Available records Block Start

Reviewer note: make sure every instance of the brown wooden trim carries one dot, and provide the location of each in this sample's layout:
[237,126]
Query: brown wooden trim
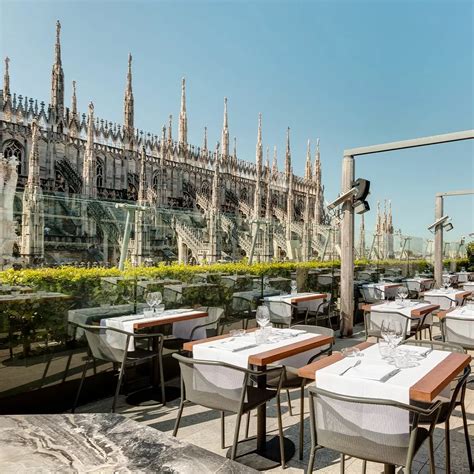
[265,358]
[169,320]
[425,310]
[308,371]
[313,296]
[432,384]
[188,346]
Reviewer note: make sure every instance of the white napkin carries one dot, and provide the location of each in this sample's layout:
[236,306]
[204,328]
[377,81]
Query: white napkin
[233,345]
[370,371]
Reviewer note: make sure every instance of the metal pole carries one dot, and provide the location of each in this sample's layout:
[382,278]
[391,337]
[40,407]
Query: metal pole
[438,244]
[254,241]
[126,239]
[347,251]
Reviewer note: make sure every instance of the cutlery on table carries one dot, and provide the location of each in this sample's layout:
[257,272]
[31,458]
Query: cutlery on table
[390,375]
[351,367]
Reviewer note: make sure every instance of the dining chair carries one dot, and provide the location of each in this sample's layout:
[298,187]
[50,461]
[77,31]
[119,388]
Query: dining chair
[110,344]
[456,399]
[283,312]
[291,379]
[202,384]
[412,327]
[355,426]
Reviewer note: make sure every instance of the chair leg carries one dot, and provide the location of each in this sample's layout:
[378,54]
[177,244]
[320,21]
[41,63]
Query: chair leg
[117,388]
[280,433]
[301,422]
[247,425]
[84,371]
[432,468]
[447,447]
[162,379]
[222,431]
[466,435]
[178,418]
[236,436]
[290,408]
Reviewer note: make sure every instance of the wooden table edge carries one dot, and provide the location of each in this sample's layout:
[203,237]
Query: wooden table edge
[170,320]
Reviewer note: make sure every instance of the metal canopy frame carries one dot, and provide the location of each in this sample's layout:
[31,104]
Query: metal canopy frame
[347,228]
[438,241]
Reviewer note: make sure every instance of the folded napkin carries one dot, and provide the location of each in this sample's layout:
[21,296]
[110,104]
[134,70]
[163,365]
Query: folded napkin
[288,332]
[371,371]
[234,345]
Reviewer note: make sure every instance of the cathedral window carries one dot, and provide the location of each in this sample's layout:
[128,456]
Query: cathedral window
[13,148]
[100,174]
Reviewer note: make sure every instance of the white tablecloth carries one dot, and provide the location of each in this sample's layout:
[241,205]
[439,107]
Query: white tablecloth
[461,330]
[446,299]
[231,380]
[181,329]
[375,420]
[385,290]
[392,310]
[463,276]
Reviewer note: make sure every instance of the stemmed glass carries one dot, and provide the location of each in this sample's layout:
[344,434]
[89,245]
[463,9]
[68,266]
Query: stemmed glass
[402,293]
[263,316]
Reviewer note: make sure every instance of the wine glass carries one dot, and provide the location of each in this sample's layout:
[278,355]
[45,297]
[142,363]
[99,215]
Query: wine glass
[263,316]
[402,293]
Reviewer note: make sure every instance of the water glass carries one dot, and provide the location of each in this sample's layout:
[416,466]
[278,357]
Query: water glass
[263,316]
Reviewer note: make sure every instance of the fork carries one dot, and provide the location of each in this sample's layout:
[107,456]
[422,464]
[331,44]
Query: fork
[351,367]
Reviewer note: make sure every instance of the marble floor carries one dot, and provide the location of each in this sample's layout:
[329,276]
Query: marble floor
[201,427]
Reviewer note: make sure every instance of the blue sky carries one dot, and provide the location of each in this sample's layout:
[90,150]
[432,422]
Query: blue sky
[352,73]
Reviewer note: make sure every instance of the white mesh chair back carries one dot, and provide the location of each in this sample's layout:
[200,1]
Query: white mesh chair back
[459,330]
[375,318]
[372,431]
[325,280]
[172,294]
[212,385]
[370,294]
[98,341]
[413,285]
[280,312]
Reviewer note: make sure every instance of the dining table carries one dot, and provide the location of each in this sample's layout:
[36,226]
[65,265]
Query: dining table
[423,384]
[262,452]
[133,323]
[446,298]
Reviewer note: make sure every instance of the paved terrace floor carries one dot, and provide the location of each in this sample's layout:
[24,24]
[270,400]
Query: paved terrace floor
[201,427]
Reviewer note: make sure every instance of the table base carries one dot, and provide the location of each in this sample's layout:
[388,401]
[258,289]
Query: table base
[269,458]
[152,396]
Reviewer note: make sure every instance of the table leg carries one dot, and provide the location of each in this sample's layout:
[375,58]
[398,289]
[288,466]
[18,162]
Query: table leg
[261,415]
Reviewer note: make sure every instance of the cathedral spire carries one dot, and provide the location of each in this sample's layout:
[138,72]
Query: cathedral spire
[6,80]
[128,102]
[183,119]
[275,162]
[74,101]
[308,172]
[142,182]
[89,187]
[170,131]
[225,132]
[288,155]
[204,144]
[57,77]
[33,159]
[215,183]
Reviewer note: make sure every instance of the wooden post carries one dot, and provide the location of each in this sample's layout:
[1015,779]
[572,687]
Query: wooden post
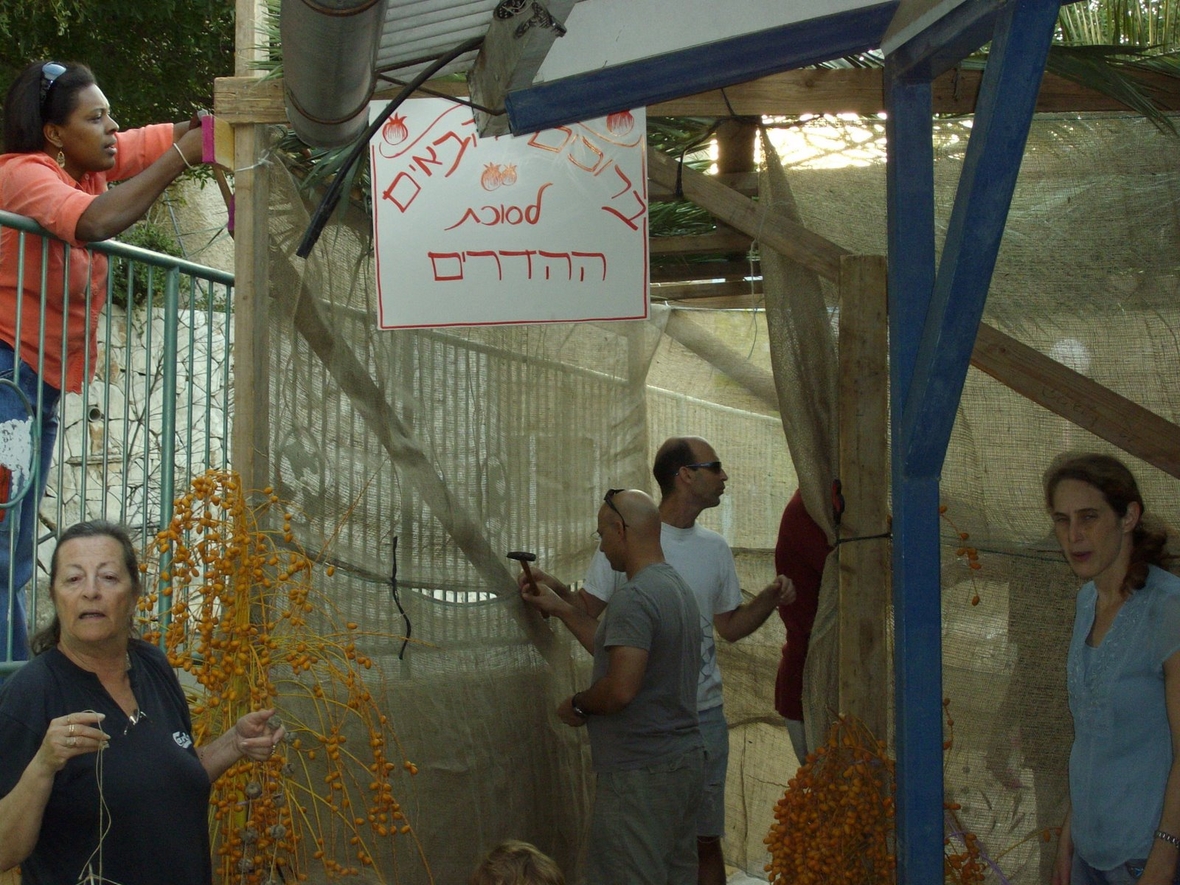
[864,471]
[251,364]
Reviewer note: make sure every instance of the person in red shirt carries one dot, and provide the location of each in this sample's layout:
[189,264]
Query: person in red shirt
[800,552]
[61,149]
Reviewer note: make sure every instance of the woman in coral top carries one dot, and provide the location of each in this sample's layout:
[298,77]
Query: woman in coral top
[61,149]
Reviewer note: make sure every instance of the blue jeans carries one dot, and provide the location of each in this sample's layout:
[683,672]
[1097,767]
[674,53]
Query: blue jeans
[18,530]
[1128,873]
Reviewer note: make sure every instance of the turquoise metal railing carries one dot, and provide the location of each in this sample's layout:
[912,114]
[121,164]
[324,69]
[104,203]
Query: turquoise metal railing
[157,412]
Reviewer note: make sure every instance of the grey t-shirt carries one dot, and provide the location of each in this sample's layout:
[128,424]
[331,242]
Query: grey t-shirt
[657,613]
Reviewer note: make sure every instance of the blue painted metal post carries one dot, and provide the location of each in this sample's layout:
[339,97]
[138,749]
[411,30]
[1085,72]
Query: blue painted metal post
[933,319]
[917,611]
[1003,115]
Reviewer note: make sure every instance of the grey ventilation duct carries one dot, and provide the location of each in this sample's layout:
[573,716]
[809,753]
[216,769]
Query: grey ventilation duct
[329,51]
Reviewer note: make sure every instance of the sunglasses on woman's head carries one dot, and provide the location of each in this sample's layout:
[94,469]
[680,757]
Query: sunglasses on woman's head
[50,73]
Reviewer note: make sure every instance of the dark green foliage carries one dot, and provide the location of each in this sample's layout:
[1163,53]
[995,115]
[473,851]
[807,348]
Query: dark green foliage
[155,59]
[142,281]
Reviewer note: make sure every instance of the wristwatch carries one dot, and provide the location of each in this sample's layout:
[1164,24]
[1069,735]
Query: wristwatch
[577,707]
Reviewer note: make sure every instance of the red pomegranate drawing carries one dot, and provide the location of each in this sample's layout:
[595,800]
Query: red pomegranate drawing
[492,177]
[394,130]
[621,123]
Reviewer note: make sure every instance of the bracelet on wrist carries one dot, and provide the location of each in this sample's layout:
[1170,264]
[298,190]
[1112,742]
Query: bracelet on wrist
[577,707]
[1167,838]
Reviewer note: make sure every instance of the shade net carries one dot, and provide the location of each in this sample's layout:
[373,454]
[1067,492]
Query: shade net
[465,444]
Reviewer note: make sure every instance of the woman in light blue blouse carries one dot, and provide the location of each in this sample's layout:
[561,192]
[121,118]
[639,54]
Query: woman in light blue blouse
[1123,676]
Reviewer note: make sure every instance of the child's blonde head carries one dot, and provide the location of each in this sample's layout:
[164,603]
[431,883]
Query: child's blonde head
[516,863]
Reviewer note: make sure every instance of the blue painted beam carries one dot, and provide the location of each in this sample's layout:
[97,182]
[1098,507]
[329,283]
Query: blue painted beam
[998,133]
[917,610]
[945,43]
[697,69]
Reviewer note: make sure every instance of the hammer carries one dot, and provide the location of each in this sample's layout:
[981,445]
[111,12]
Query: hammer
[524,558]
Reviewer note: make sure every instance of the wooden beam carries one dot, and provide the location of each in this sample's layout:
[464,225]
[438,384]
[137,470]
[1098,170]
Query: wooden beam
[1099,410]
[251,99]
[745,183]
[864,474]
[929,37]
[509,61]
[731,289]
[688,270]
[250,444]
[718,353]
[768,225]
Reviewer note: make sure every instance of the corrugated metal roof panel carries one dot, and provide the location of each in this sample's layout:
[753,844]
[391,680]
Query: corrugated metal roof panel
[420,30]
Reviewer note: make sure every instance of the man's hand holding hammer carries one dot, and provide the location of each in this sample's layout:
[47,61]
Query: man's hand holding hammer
[550,596]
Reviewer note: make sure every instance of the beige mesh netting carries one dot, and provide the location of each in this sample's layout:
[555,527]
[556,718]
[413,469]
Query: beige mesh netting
[469,443]
[1088,275]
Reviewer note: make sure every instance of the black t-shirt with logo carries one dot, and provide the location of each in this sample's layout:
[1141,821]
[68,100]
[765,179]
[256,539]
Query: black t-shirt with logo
[155,788]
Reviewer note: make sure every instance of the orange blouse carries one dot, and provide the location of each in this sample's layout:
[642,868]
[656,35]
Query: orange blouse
[33,185]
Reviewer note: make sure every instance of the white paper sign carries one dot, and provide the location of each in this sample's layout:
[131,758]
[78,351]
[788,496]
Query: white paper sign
[544,228]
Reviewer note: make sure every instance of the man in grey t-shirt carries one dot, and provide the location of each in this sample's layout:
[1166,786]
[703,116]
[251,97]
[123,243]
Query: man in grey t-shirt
[641,709]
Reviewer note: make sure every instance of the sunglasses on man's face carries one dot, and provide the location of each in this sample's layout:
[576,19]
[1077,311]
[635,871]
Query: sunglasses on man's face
[610,503]
[50,73]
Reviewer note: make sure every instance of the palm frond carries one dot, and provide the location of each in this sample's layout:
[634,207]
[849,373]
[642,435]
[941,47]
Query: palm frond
[1113,70]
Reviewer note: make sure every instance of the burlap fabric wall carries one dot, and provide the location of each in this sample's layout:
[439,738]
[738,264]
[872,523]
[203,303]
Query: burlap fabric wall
[466,444]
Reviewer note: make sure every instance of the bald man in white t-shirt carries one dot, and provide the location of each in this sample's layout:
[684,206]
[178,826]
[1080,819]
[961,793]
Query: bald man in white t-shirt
[690,480]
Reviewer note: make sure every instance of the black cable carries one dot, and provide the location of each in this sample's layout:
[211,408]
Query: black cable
[328,203]
[397,601]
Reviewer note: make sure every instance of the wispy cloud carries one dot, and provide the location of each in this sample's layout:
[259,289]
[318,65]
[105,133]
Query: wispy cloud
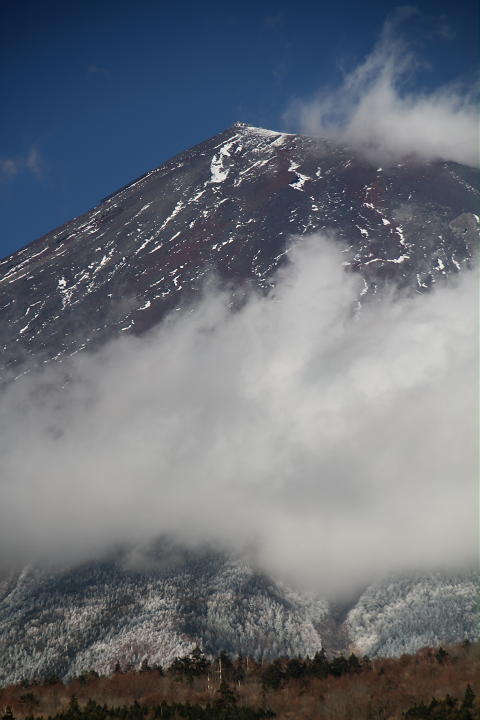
[30,162]
[373,110]
[334,446]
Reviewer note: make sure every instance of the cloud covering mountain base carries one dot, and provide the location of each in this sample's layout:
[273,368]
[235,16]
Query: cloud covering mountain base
[330,443]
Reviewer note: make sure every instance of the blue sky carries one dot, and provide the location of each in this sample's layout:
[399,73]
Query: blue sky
[95,93]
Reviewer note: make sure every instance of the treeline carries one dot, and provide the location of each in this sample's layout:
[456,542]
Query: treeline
[224,707]
[434,684]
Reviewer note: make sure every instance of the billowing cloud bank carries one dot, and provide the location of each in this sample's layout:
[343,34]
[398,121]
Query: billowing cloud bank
[334,445]
[372,111]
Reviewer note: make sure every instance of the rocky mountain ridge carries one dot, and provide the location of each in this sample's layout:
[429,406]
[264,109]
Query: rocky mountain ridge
[228,206]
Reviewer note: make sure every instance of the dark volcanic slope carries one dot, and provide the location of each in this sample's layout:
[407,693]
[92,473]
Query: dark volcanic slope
[229,204]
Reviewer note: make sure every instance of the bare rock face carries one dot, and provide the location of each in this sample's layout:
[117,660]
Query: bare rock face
[229,206]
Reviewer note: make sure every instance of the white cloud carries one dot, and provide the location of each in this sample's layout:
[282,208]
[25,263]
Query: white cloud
[30,162]
[333,445]
[372,111]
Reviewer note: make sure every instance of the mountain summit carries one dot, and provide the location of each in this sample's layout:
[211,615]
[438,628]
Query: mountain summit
[230,205]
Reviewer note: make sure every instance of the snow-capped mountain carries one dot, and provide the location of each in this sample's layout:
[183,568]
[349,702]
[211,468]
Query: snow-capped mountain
[228,206]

Available records Block End

*Requirement:* Skip the pictures and restate exactly the lines from the beginning of the listing to the line with "Reviewer note: make sure every instance of the white tablecloth", that line included.

*Answer section:*
Reviewer note: make sure every instance of the brown wooden trim carries one dot, and provide the location of each in this sample's layout:
[237,126]
Query: brown wooden trim
[265,358]
[169,320]
[425,310]
[308,371]
[313,296]
[432,384]
[188,346]
Reviewer note: make sure every instance of the white napkin carries one dot, and provide the location of each in this sample's layout:
[236,306]
[204,328]
[377,81]
Query: white napkin
[233,345]
[370,371]
Reviewer note: make sure every instance of the metal pole carries one dot, and provide the location of each in this sample's layout:
[382,278]
[391,337]
[40,407]
Query: metal pole
[438,244]
[254,241]
[126,239]
[347,251]
Reviewer note: make sure every instance of the cutlery on table carries one dot, and provide the location of each in this sample's layout:
[257,272]
[31,458]
Query: cutlery on table
[390,375]
[351,367]
Reviewer note: make sure every instance of the dining chair carries one dot, and provide the location of each in this sample's layout:
[298,187]
[50,461]
[77,31]
[119,388]
Query: dining chair
[110,344]
[456,399]
[283,312]
[291,379]
[202,384]
[412,327]
[355,426]
Reviewer note: make sure every instance of the chair leg carries one dot, and provide the location of each in this sample's layout:
[378,54]
[177,244]
[320,21]
[41,63]
Query: chair leg
[117,388]
[280,433]
[301,422]
[247,425]
[84,371]
[432,468]
[447,447]
[162,379]
[222,431]
[466,435]
[178,418]
[236,436]
[290,408]
Reviewer note: make sure every instance of the wooden table edge carries one dot, and provide the location of each in this sample's layout:
[203,237]
Query: wooden table edge
[170,320]
Reviewer note: make sure every instance of the metal canopy frame carries one dot, and provide the location of each in this sample's layout:
[31,104]
Query: metal canopy frame
[347,228]
[438,241]
Reviewer note: make sure every instance of the folded napkin carries one dot, and provide the location of each in this sample's layout:
[21,296]
[110,104]
[134,70]
[163,365]
Query: folded napkin
[288,332]
[371,371]
[234,345]
Reviewer note: make sure every instance of the cathedral window carries one dot, and provide the location of each in this sample's layout:
[128,456]
Query: cathedral window
[13,148]
[100,174]
Reviewer note: make sure every instance of the white tablecloth carries one dot, and provide the location of each in this sample's layout:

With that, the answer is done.